> _PROBLEM TO SOLVE_
Gather every line of the entries that includes the word "Return".

== RECORDS

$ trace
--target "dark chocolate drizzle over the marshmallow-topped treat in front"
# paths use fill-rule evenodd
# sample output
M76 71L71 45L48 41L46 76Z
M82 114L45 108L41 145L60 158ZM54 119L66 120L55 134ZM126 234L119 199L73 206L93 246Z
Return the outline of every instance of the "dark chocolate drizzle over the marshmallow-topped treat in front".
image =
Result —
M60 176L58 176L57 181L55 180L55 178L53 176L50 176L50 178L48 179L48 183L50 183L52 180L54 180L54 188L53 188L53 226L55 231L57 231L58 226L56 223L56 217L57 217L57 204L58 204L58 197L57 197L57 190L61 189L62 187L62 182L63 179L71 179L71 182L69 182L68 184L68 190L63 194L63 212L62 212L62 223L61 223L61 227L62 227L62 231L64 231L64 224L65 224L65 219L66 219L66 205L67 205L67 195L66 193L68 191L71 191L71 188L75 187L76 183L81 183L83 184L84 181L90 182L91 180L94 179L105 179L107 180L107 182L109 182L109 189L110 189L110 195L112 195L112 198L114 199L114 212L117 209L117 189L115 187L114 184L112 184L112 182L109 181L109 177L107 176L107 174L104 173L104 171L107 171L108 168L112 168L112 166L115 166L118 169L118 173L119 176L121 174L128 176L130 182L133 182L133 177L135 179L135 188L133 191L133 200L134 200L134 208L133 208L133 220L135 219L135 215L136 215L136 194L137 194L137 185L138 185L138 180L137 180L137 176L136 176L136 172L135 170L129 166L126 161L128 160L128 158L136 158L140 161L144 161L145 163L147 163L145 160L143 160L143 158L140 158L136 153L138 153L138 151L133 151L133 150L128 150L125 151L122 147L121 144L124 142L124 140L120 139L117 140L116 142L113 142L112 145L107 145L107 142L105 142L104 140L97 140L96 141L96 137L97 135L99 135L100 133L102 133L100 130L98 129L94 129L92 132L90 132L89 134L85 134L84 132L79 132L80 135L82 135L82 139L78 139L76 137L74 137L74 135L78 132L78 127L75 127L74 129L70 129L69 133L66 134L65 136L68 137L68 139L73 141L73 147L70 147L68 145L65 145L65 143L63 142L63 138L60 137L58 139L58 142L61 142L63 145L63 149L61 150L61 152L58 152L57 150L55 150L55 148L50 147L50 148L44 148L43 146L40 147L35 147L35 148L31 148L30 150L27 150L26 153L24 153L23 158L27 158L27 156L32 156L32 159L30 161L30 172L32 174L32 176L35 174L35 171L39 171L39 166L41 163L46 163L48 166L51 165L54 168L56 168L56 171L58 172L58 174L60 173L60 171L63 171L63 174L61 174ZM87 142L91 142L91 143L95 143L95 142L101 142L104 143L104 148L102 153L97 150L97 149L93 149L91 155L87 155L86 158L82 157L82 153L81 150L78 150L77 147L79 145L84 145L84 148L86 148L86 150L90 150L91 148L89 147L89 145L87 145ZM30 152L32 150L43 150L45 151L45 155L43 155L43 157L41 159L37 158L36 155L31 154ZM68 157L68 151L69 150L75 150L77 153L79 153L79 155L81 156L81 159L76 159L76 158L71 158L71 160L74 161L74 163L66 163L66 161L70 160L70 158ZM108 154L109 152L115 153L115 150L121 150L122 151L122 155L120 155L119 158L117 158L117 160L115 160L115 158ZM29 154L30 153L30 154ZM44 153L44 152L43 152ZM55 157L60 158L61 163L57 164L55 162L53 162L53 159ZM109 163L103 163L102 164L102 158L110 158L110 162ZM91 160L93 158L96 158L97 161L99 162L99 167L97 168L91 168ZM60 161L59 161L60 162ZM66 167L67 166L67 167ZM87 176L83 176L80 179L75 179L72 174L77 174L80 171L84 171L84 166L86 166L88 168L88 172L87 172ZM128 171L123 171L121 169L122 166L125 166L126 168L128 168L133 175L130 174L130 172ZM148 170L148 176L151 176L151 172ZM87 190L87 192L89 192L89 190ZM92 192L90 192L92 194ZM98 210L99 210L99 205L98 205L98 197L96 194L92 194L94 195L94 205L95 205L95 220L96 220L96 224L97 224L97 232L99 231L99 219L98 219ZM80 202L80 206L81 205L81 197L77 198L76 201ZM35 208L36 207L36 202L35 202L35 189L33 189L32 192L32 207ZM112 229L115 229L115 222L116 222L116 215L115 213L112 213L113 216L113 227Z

====
== RECORDS

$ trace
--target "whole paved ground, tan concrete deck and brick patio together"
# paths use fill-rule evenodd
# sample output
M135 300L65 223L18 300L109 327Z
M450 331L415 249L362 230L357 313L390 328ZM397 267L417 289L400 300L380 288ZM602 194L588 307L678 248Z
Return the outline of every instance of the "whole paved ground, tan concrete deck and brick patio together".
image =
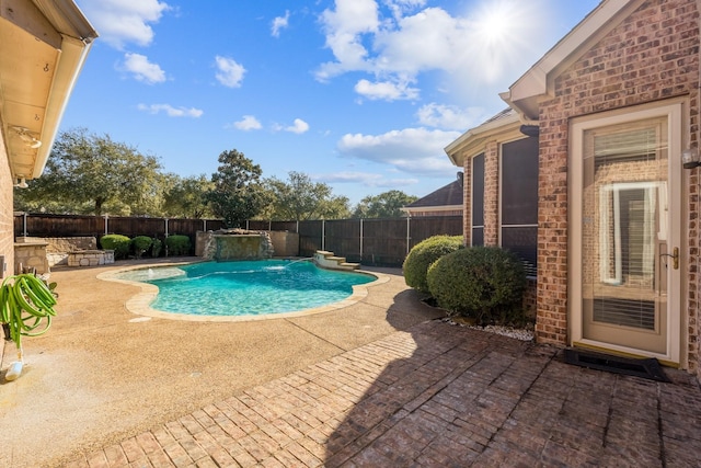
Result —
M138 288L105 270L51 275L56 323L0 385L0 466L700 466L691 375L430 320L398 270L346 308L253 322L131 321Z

====
== RECORDS

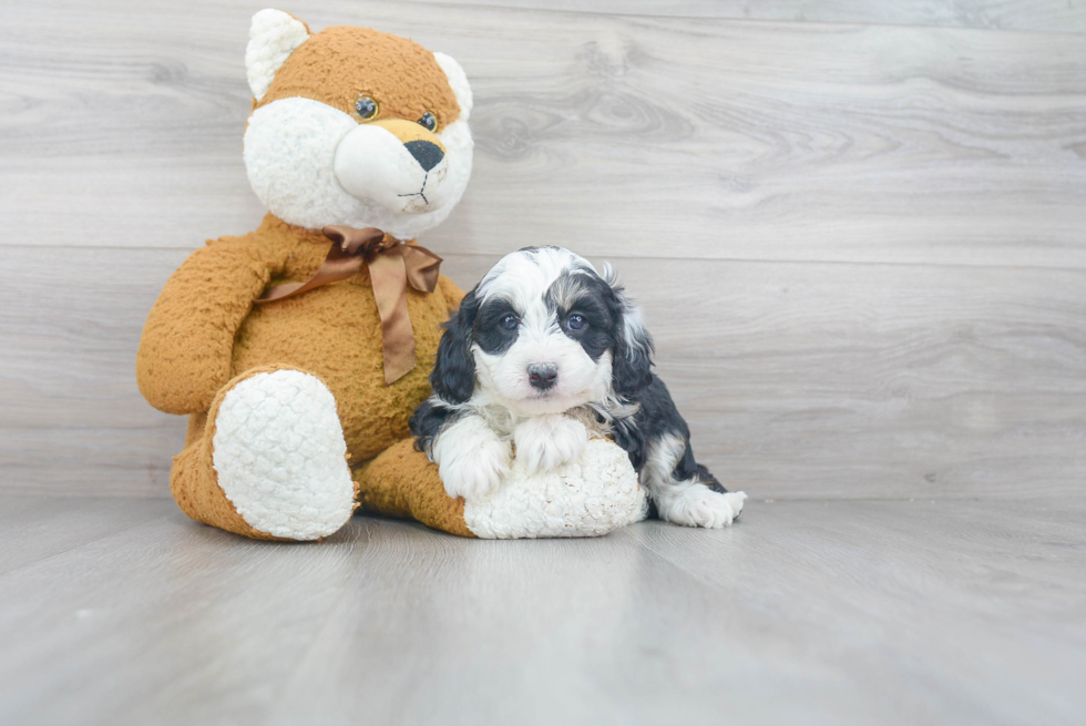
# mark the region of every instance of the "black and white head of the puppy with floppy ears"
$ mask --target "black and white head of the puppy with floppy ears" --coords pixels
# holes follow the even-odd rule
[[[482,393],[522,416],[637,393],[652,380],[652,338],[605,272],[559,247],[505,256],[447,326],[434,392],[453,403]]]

====

> _ANSWER TO THE PROBLEM_
Return the outline of every instance of the "dark chocolate drizzle over the marshmallow-topped treat in front".
Return the outline of every instance of the "whole paved ground, tan concrete deck and brick patio together".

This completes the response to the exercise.